**TASK OBJECTIVE:** Count the lines in the entries below that contain the word "right", matching case exactly, and give only the number.

** begin RECORD LIST **

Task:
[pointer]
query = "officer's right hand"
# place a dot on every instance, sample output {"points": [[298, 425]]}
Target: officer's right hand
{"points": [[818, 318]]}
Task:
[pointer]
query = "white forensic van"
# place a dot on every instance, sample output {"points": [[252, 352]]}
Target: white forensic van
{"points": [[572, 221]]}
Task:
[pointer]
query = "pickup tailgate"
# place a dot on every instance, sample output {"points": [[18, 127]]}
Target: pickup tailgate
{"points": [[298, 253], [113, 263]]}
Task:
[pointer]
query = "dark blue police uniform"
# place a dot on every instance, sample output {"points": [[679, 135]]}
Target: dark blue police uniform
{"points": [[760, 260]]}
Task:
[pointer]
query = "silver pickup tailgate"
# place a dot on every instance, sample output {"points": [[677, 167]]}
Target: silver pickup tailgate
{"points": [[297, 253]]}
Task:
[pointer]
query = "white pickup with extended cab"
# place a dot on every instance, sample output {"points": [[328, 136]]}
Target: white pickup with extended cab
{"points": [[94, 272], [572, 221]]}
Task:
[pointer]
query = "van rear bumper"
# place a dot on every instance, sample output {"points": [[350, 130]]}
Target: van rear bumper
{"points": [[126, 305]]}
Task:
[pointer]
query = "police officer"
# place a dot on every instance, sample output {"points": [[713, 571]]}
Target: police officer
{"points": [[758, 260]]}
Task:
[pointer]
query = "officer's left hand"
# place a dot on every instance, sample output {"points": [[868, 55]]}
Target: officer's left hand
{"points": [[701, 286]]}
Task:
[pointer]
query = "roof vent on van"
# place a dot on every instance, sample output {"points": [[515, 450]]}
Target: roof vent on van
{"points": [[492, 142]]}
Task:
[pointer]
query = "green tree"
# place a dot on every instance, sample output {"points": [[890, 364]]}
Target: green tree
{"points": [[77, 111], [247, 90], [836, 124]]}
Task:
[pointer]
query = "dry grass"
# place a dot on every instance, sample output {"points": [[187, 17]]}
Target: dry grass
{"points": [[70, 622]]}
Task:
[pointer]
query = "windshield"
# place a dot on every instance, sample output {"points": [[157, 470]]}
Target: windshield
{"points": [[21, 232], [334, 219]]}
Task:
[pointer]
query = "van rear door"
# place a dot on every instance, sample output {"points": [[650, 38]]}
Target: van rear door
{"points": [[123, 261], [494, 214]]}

** end RECORD LIST **

**ANSWER TO THIS TASK:** 2